* _The problem_
Which lines in the items below contain the string "double"? Locate each one and copy it out in full.

[Lines of data]
___

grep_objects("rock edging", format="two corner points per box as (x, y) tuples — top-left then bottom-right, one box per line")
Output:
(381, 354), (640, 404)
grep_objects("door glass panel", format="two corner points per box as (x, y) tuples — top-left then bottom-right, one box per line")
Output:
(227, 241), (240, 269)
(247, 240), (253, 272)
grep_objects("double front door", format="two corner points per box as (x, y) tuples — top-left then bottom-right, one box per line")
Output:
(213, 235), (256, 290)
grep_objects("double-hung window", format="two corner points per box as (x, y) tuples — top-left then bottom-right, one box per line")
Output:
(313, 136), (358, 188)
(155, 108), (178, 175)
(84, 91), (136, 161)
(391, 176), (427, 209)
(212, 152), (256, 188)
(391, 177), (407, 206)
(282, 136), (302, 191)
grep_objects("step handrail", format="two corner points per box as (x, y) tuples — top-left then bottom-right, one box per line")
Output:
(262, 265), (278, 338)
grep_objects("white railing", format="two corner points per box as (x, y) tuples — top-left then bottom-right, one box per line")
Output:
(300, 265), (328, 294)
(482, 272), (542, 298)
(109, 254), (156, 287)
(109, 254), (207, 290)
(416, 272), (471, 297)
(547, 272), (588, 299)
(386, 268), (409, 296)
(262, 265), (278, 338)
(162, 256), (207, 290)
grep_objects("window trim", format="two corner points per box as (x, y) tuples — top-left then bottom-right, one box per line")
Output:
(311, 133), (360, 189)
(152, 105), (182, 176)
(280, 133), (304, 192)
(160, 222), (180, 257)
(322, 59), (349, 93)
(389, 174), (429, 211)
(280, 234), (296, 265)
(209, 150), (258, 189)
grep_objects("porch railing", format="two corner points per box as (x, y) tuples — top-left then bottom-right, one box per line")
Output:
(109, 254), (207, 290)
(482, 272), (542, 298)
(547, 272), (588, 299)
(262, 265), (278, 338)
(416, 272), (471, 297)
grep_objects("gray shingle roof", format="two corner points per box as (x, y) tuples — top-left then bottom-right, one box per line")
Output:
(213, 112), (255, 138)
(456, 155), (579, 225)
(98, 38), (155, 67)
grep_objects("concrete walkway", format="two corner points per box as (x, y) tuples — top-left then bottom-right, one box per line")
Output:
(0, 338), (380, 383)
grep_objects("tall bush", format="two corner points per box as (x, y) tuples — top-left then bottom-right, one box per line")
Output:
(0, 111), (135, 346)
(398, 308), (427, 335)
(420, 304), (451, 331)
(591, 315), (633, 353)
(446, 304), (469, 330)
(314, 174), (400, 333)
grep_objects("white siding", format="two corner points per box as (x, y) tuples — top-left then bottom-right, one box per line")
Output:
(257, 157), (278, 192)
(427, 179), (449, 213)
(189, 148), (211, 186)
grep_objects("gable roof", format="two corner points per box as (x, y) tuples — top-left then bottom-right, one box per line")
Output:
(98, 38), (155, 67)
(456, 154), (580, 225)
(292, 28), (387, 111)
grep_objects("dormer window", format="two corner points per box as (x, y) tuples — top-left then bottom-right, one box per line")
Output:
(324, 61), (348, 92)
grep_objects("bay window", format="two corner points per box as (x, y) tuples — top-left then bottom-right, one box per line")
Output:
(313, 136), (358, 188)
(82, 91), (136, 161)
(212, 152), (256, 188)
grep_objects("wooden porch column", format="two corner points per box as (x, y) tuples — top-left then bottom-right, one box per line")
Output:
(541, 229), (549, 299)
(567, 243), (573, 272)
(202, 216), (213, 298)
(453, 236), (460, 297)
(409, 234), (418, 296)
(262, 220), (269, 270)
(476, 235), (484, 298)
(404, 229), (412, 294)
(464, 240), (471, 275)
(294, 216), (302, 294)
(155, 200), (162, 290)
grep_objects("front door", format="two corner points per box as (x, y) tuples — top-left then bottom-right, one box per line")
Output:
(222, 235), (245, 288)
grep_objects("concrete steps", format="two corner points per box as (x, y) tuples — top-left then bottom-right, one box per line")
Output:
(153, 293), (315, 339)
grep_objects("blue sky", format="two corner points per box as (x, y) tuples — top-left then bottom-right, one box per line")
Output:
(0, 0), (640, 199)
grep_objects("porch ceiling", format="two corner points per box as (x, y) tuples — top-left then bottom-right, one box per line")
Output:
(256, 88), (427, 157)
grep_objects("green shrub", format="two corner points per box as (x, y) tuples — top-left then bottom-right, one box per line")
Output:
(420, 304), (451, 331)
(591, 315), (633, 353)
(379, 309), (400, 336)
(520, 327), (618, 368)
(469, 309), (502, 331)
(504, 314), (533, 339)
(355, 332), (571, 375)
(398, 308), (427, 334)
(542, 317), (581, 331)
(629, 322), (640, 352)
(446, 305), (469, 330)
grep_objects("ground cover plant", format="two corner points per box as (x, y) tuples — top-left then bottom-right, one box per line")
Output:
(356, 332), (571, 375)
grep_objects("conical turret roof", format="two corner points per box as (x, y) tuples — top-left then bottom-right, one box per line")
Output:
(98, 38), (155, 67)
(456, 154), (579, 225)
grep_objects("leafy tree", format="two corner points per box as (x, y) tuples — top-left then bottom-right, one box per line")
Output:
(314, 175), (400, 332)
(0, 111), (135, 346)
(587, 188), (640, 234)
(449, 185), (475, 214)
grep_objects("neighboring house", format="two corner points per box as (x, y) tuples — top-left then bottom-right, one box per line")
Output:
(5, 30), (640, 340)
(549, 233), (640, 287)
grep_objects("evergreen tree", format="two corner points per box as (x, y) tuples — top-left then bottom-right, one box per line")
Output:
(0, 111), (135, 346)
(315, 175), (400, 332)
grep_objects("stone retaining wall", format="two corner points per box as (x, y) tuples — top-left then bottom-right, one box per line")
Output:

___

* _Expected output_
grep_objects("double front door", format="two corner points per box as (x, y) tuples — top-left then bottom-right, one box per line")
grep_objects("double-hung window", format="two corner points per box as (x, y) tuples — top-left then bottom-right, one box per line")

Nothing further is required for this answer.